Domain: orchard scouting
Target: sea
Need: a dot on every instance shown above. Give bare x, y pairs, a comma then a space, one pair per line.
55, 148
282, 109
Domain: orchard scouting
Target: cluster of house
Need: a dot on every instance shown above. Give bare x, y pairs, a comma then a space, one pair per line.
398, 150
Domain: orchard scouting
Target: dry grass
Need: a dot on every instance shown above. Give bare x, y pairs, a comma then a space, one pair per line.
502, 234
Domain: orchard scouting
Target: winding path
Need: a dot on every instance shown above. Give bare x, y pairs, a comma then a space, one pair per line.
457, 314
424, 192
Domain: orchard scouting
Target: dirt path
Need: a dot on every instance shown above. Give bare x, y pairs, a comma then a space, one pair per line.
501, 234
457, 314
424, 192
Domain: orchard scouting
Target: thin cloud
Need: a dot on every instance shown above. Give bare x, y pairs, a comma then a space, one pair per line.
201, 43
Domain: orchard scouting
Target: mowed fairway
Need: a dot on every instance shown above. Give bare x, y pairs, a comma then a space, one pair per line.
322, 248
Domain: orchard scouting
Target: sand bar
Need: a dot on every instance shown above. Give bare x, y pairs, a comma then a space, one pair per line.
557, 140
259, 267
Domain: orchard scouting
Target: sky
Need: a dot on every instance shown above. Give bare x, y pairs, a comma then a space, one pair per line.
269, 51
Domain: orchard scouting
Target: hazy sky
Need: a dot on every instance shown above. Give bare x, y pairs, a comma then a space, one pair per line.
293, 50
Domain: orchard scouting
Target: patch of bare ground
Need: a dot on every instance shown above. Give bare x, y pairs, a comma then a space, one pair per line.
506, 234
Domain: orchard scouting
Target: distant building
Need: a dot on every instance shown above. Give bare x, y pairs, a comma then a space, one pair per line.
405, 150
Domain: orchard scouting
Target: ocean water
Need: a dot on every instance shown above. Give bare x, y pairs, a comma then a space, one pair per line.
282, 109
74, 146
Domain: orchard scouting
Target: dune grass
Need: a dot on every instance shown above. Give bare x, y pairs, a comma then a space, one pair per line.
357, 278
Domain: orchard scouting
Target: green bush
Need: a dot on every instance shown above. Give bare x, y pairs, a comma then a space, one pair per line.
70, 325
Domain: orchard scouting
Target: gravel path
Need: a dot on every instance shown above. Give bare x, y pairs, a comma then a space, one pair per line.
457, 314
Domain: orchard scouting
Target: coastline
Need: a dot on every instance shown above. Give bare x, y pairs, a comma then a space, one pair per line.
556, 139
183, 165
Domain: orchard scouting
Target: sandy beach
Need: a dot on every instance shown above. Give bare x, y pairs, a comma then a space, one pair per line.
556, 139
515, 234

* * * * *

Write out every record verbatim.

Domain: orchard scouting
Target: sea
Need: a dot on every instance shown above. Give bare x, y pairs, a comma then a space, one pair per line.
55, 148
282, 109
Domain: orchard scouting
Target: cluster of house
Need: a dot on every instance shown above. Give bare x, y pairs, a comma then a space, one pair per line.
398, 150
Domain: orchard scouting
Target: dry grass
Need: a dot on every instance shown above. Give bare x, y pairs, a comma then a space, one pair per line.
502, 234
Domain: orchard scouting
Target: winding path
Need: a dot on every instance shown above. Give bare x, y pairs, a comma then a space, one pair per line.
457, 314
424, 192
Domain: orchard scouting
Target: dirt path
Need: a dot on every instance shown above. Give bare x, y pairs, a comma then a space, one pair per line.
501, 234
457, 314
424, 192
Domain: orchard scouting
Target: thin cloud
Need: a dot on every instance shown above. Give bare x, y pairs, a comma then a space, one pair per line.
201, 43
Domain: orchard scouting
Target: mowed fairway
Need: a dot on every instance shown above. Give bare x, y pairs, a comma then a space, one pair per line.
322, 248
Domain: orchard scouting
Target: sand bar
Need: a dot on every instance shown above. Give bare x, y pairs, a comma then a space, one pair per line.
557, 140
259, 267
Domain: orchard scouting
Target: sky
Need: a dot on every instance shown above. Give bare x, y pairs, a comma then a space, one pair per line.
269, 51
Domain: orchard scouting
Target: hazy sky
Need: a dot on every instance shown above. Give bare x, y pairs, a comma then a space, one pair per line.
293, 50
Domain: orchard scouting
Target: patch of bare ground
Need: a dot on every instance shown above. Give bare x, y pairs, a comma then a space, one pair per line.
506, 234
Domain: orchard scouting
Target: distant building
Need: a dot on every instance shown above. Give bare x, y pairs, a comma then a space, one pair per line.
405, 150
Domain: orchard scouting
Target: ocean water
Need: a dot on every instance shown above. Give bare x, y pairs, a comma then a space, one pair per line.
282, 109
74, 146
Domain: orchard scouting
Target: dune grass
Need: a dot on every instance shown above. Give bare x, y pairs, a comma then a space, one pair per line.
357, 278
Domain: orchard scouting
Target: green bush
Need: a dot on every instance shown above. Give bare x, y pairs, a comma then a space, one pair per line.
70, 325
Domain: orchard scouting
Target: gravel path
Need: a dot on every instance shown above. Give bare x, y pairs, a comma then a space, one pair per line.
457, 314
Domain: orchard scouting
Target: coastline
Need: a dot on every instance shown above. Give bare x, y pairs, a comma then a space, one pair per line.
556, 139
183, 165
Domain: orchard scouting
Target: sandy beach
Need: a dot on every instance shown above. Give bare x, y pairs, a comma then a space, one pair per line.
556, 139
515, 234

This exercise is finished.